**Text extract:**

-- begin --

BLI: speedup memory bandwidth bound tasks by reducing threading #118939

Merged
Jacques Lucke merged 14 commits from JacquesLucke/blender:limit-threading-for-bandwidth-bound-tasks into main 2024-03-19 18:24:07 +01:00
Member

This improves performance by reducing the amounts of threads used for tasks which require a high memory bandwidth.

This works because the underlying hardware has a certain maximum memory bandwidth. If that is used up by a few threads already, any additional threads wanting to use a lot of memory will just cause more contention which actually slows things down. By reducing the number of threads that can perform certain tasks, the remaining threads are also not locked up doing work that they can't do efficiently. It's best if there is enough scheduled work so that these tasks can do more compute intensive tasks instead.

-- end --

**Prompt:** Copy the whole text above about reducing threads for memory-heavy tasks word for word, with nothing left out or changed.

**Record set:**
-- begin --

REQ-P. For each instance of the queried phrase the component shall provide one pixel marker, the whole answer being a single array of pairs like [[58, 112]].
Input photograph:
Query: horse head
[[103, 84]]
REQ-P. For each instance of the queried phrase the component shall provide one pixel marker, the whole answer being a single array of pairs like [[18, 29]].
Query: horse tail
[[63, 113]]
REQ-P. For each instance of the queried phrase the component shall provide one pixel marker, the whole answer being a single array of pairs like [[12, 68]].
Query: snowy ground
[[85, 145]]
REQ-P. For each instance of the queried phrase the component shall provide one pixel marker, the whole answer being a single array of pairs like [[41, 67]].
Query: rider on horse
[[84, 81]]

-- end --
-- begin --

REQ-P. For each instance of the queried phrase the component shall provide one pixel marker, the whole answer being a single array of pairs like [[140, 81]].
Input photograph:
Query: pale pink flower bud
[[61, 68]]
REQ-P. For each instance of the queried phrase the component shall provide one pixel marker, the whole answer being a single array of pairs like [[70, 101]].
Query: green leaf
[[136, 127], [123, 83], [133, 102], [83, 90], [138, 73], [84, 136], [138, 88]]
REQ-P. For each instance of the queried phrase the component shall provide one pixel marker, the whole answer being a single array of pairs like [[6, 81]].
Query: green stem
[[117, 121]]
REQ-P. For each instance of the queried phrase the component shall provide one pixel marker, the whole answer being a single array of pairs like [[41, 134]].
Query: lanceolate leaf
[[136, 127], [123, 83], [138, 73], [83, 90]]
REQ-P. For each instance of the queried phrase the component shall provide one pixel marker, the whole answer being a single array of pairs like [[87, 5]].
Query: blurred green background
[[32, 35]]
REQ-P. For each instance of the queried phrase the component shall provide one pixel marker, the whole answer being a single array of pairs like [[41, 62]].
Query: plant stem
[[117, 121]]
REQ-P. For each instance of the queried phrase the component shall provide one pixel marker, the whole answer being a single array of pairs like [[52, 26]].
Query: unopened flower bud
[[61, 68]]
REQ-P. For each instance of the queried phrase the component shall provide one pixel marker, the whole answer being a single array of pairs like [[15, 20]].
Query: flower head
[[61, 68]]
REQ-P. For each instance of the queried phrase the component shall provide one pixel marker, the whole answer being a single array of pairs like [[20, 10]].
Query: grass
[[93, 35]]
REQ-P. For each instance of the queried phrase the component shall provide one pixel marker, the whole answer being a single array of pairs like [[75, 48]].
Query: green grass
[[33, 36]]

-- end --
-- begin --

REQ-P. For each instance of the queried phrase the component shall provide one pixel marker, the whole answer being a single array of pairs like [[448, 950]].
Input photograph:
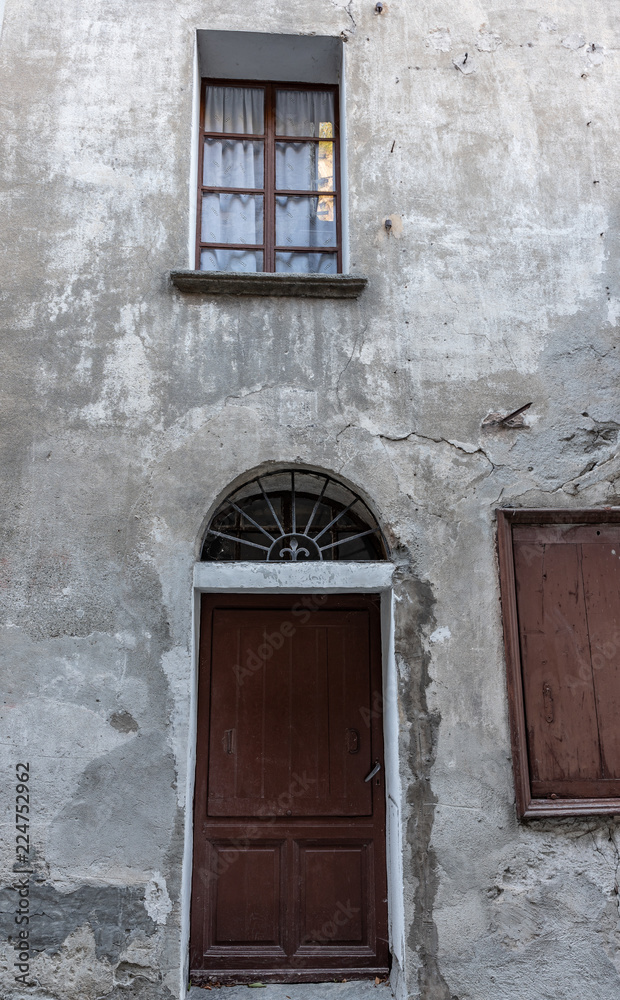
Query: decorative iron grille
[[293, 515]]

-- end --

**Answer to this task:**
BLI: speedup memory bandwidth bound tasks by reducing threading #118939

Merged
Jacques Lucke merged 14 commits from JacquesLucke/blender:limit-threading-for-bandwidth-bound-tasks into main 2024-03-19 18:24:07 +01:00
Member

This improves performance by reducing the amounts of threads used for tasks which require a high memory bandwidth.

This works because the underlying hardware has a certain maximum memory bandwidth. If that is used up by a few threads already, any additional threads wanting to use a lot of memory will just cause more contention which actually slows things down. By reducing the number of threads that can perform certain tasks, the remaining threads are also not locked up doing work that they can't do efficiently. It's best if there is enough scheduled work so that these tasks can do more compute intensive tasks instead.